• Material provided

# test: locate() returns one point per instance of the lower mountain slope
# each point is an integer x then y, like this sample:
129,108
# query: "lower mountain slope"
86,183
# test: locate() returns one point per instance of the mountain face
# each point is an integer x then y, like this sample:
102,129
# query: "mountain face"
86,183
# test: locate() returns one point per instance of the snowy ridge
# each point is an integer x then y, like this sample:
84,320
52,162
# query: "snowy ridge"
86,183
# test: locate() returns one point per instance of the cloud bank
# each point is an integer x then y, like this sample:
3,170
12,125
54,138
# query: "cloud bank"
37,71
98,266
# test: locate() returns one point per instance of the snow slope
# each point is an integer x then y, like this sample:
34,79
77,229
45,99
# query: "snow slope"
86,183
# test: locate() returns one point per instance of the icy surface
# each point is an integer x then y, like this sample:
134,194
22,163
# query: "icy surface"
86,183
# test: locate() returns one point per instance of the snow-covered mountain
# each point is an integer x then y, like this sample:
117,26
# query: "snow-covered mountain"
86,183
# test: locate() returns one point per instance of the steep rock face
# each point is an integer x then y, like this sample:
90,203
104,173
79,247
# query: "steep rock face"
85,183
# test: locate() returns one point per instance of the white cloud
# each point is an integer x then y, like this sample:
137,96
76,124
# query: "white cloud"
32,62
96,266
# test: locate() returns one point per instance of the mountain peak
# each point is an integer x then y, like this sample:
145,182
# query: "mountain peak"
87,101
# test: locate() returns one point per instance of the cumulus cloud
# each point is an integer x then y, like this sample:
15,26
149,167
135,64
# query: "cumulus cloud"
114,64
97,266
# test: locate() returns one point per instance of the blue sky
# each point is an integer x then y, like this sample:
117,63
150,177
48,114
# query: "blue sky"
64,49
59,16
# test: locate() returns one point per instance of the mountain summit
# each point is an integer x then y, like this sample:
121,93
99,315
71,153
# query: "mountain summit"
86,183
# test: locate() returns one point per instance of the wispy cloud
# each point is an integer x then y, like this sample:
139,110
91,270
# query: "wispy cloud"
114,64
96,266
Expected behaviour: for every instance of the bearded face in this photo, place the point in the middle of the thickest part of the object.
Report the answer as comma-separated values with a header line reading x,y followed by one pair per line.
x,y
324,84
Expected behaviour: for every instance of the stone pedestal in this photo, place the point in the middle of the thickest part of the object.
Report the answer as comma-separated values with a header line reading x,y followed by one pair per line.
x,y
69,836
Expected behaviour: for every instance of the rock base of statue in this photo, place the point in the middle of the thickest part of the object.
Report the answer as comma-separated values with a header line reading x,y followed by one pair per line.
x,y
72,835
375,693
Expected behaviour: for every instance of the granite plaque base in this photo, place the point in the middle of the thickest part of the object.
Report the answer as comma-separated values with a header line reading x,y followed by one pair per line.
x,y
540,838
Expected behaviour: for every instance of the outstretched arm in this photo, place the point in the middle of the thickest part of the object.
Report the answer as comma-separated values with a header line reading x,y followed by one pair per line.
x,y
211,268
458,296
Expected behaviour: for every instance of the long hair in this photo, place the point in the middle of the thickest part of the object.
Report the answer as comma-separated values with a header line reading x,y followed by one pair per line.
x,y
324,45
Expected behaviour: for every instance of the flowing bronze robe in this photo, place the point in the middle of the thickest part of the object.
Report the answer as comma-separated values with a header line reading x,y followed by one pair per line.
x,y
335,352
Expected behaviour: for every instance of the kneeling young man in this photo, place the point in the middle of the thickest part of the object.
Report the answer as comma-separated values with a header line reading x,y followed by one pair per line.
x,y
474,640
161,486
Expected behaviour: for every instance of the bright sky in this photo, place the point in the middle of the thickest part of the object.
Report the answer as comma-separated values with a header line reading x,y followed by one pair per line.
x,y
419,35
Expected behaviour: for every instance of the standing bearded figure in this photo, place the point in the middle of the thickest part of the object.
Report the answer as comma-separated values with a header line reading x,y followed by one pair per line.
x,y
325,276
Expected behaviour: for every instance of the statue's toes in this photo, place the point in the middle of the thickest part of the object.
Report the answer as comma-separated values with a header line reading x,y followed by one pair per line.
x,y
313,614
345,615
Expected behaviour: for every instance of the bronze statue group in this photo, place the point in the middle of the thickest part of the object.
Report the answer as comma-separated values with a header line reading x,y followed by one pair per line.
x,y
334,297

• Exercise aim
Rewrite every line of the items above as a Markdown table with the columns No. and Line, numbering each row and skipping blank lines.

• Expected answer
| No. | Line |
|---|---|
| 1 | # test: locate() returns one point per instance of the lower mountain slope |
| 2 | # each point is an integer x then y, like this sample: |
| 3 | 129,108 |
| 4 | # query: "lower mountain slope" |
| 5 | 86,183 |
| 6 | # test: locate() returns one point per instance of the mountain face |
| 7 | # each point is an integer x then y, like this sample: |
| 8 | 102,129 |
| 9 | # query: "mountain face" |
| 10 | 86,183 |
| 11 | # test: locate() returns one point per instance of the snowy ridge |
| 12 | # each point is an integer x then y, like this sample: |
| 13 | 84,320 |
| 14 | 52,162 |
| 15 | # query: "snowy ridge" |
| 16 | 86,183 |
| 17 | # test: locate() returns one point per instance of the cloud bank |
| 18 | # each point is an integer x then y, like this sample: |
| 19 | 3,170 |
| 20 | 12,125 |
| 21 | 54,138 |
| 22 | # query: "cloud bank" |
| 23 | 37,71 |
| 24 | 98,266 |
| 25 | # test: locate() returns one point per instance of the snow slope |
| 26 | # each point is an integer x then y, like this sample: |
| 27 | 34,79 |
| 28 | 77,229 |
| 29 | 45,99 |
| 30 | # query: "snow slope" |
| 31 | 86,183 |
| 32 | # test: locate() returns one point per instance of the icy surface |
| 33 | # each point is an integer x then y, like this sample: |
| 34 | 134,194 |
| 35 | 22,163 |
| 36 | # query: "icy surface" |
| 37 | 86,183 |
| 38 | # test: locate() returns one point per instance of the snow-covered mountain |
| 39 | # each point is an integer x then y, like this sample: |
| 40 | 117,26 |
| 41 | # query: "snow-covered mountain" |
| 42 | 86,183 |
| 43 | # test: locate() returns one point per instance of the steep rock face |
| 44 | # each point is an integer x then y, like this sample: |
| 45 | 90,203 |
| 46 | 104,173 |
| 47 | 79,247 |
| 48 | # query: "steep rock face" |
| 49 | 85,183 |
| 50 | # test: locate() returns one point per instance of the white cloud |
| 51 | # each point is an integer x then y, like this sample: |
| 52 | 137,96 |
| 53 | 76,124 |
| 54 | # query: "white cloud" |
| 55 | 32,62 |
| 56 | 96,266 |
| 57 | # test: locate() returns one point per instance of the mountain peak |
| 58 | # each point is an integer x then y, like this sample: |
| 59 | 145,182 |
| 60 | # query: "mountain peak" |
| 61 | 87,101 |
| 62 | # test: locate() returns one point per instance of the cumulus cloud |
| 63 | # each point is an integer x then y, like this sample: |
| 64 | 15,26 |
| 65 | 149,167 |
| 66 | 135,64 |
| 67 | # query: "cumulus cloud" |
| 68 | 114,64 |
| 69 | 97,266 |
| 70 | # test: locate() returns one point per instance of the blue sky |
| 71 | # each point is an integer x then y, like this sample: |
| 72 | 117,63 |
| 73 | 150,177 |
| 74 | 48,114 |
| 75 | # query: "blue sky" |
| 76 | 64,49 |
| 77 | 59,16 |
| 78 | # test: locate() returns one point per instance of the mountain summit |
| 79 | # each point is an integer x then y, like this sample: |
| 80 | 121,93 |
| 81 | 99,315 |
| 82 | 71,153 |
| 83 | # query: "mountain summit" |
| 84 | 86,183 |
| 85 | # test: locate() returns one point per instance of the wispy cloud |
| 86 | # each point is an integer x then y, like this sample: |
| 87 | 139,110 |
| 88 | 91,270 |
| 89 | # query: "wispy cloud" |
| 90 | 114,64 |
| 91 | 96,266 |
| 92 | Expected behaviour: for every instance of the bearded face in this photo, place the point in the middle of the thickest part of the object. |
| 93 | Report the answer as comma-separated values with a header line reading x,y followed by one pair per line. |
| 94 | x,y |
| 95 | 324,84 |
| 96 | Expected behaviour: for every instance of the stone pedestal in this photo, place the point in the middle of the thickest part of the object. |
| 97 | Report the answer as comma-separated values with a header line reading x,y followed by one pair per line. |
| 98 | x,y |
| 99 | 69,836 |
| 100 | Expected behaviour: for every instance of the rock base of statue in this photo, place the point in the middle of the thickest part of the object. |
| 101 | Report the answer as comma-separated values with a header line reading x,y followed by one pair per line. |
| 102 | x,y |
| 103 | 72,835 |
| 104 | 375,693 |
| 105 | Expected behaviour: for every instance of the granite plaque base in this photo, place the point in the middle of the thickest part of the object. |
| 106 | Report the answer as comma-separated values with a header line reading x,y followed by one pair per line. |
| 107 | x,y |
| 108 | 540,838 |
| 109 | Expected behaviour: for every instance of the outstretched arm in this photo, place the point in the middle of the thickest part of the object. |
| 110 | Report the answer as comma-separated values with a header line reading x,y followed by one pair per line. |
| 111 | x,y |
| 112 | 211,268 |
| 113 | 458,296 |
| 114 | Expected behaviour: for every instance of the long hair in this photo, place the point in the middle of the thickest part of the object. |
| 115 | Report the answer as comma-separated values with a header line reading x,y followed by one pair per line. |
| 116 | x,y |
| 117 | 324,45 |
| 118 | Expected behaviour: for every instance of the flowing bronze robe in this photo, place the point in the middle of the thickest part of the object. |
| 119 | Report the answer as comma-separated values with a header line reading x,y followed by one pair per line. |
| 120 | x,y |
| 121 | 335,352 |
| 122 | Expected behaviour: for every instance of the kneeling young man in this photo, place the point in the middle of the thickest part of the object. |
| 123 | Report the answer as comma-separated values with a header line reading x,y followed by one pair per line. |
| 124 | x,y |
| 125 | 474,640 |
| 126 | 161,486 |
| 127 | Expected behaviour: for every instance of the bright sky in this photo, place the point in the middle of the thickest part of the object. |
| 128 | Report the answer as comma-separated values with a header line reading x,y followed by one pair per line. |
| 129 | x,y |
| 130 | 419,35 |
| 131 | Expected behaviour: for every instance of the standing bearded figure in this photo, place the point in the middle of the thickest part of the object. |
| 132 | Report the answer as comma-separated values with a header line reading x,y followed by one pair per line. |
| 133 | x,y |
| 134 | 325,276 |
| 135 | Expected behaviour: for every instance of the statue's toes in this photo, place the point in the middle of the thickest part of the object. |
| 136 | Report the answer as comma-separated values with a header line reading x,y followed by one pair per line. |
| 137 | x,y |
| 138 | 313,614 |
| 139 | 345,615 |
| 140 | Expected behaviour: for every instance of the bronze statue group in this photo, place the point in the middle of the thickest part of the object. |
| 141 | Report the answer as comma-separated values with a header line reading x,y followed by one pair per line. |
| 142 | x,y |
| 143 | 334,297 |